What to produce:
Count the lines in the items below that contain the string "pixel", matching case exactly. Reply with the number alone.

Given records:
-- Opening Marker --

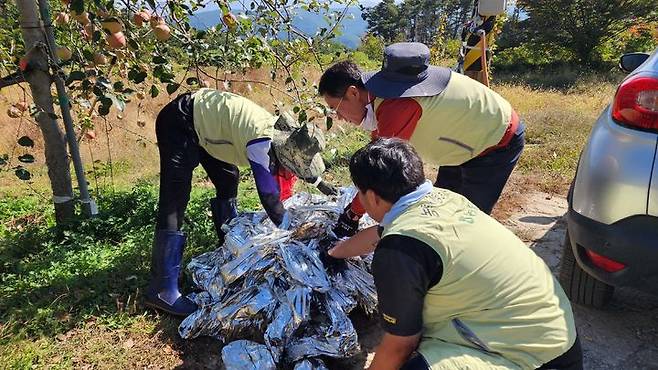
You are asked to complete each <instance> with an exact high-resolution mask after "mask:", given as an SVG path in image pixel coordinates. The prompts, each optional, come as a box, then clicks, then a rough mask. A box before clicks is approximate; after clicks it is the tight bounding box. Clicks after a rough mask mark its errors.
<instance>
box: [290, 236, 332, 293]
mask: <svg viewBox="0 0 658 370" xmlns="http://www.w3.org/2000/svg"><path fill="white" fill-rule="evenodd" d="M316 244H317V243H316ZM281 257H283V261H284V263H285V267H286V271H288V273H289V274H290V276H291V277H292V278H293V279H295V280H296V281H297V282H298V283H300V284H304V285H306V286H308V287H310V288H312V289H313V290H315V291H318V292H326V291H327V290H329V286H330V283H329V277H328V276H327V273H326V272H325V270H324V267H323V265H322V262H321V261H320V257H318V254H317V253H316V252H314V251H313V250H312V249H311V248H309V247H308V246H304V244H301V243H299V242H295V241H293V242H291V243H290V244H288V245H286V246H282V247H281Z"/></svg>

-- Closing Marker --
-- Opening Marker --

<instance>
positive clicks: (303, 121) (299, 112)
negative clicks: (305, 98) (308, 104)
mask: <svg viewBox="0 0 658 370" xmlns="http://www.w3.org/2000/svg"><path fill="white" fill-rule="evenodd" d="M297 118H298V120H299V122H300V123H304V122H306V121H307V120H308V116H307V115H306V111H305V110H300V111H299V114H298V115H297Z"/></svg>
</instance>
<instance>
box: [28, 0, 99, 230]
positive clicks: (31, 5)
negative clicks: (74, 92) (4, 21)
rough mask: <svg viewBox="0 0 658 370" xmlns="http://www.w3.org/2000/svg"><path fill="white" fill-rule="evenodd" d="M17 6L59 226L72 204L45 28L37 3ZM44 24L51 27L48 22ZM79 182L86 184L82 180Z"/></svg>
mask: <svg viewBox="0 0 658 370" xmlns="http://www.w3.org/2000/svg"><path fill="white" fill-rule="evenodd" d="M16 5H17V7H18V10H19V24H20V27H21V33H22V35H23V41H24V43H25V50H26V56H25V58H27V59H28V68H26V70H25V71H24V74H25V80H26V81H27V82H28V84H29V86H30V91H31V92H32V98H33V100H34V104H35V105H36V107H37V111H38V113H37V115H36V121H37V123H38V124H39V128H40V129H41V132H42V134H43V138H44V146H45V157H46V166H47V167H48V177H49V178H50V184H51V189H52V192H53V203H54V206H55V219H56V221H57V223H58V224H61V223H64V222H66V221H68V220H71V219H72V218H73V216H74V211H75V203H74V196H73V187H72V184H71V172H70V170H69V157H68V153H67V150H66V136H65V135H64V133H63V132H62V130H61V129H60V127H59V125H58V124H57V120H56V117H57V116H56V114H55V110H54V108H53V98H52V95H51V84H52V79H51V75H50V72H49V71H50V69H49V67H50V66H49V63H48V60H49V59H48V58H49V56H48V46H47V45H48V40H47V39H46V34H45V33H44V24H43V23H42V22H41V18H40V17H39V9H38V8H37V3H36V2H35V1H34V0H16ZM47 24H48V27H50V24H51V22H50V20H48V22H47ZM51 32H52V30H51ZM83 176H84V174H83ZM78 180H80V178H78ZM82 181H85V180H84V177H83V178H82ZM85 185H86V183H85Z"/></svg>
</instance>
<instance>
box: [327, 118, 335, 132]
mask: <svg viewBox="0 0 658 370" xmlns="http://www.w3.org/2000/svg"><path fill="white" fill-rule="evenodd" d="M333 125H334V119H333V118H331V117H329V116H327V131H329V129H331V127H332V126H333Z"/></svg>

-- Closing Marker --
-- Opening Marker --

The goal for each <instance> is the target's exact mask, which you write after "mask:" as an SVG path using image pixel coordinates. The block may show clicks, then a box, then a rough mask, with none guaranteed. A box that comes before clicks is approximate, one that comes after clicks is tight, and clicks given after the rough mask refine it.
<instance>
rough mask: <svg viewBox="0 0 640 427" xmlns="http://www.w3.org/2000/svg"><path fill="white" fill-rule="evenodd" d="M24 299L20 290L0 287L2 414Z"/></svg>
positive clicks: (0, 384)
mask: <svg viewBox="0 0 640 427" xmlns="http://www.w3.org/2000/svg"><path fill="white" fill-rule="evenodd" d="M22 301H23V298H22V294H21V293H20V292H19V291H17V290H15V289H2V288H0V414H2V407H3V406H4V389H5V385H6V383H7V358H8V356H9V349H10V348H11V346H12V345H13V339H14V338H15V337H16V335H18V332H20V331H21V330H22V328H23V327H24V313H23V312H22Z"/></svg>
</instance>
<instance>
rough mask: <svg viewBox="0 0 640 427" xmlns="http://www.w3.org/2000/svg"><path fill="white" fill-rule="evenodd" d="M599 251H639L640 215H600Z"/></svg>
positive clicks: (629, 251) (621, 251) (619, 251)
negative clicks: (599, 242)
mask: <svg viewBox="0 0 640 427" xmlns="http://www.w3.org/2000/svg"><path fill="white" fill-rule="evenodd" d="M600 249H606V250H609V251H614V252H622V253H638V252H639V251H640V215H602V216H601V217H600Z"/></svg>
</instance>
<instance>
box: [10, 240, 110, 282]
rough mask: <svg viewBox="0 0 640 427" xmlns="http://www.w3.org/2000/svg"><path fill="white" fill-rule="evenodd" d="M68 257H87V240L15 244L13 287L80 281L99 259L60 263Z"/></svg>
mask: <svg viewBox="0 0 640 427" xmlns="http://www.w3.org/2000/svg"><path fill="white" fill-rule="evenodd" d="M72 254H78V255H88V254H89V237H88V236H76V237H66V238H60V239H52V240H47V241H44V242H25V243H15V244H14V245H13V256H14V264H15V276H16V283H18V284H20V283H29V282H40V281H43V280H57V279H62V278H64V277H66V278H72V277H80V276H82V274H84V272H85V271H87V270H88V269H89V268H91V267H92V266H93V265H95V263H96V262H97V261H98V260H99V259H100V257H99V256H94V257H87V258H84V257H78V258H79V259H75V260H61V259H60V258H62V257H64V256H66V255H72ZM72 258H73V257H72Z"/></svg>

-- Closing Marker --

Response below:
2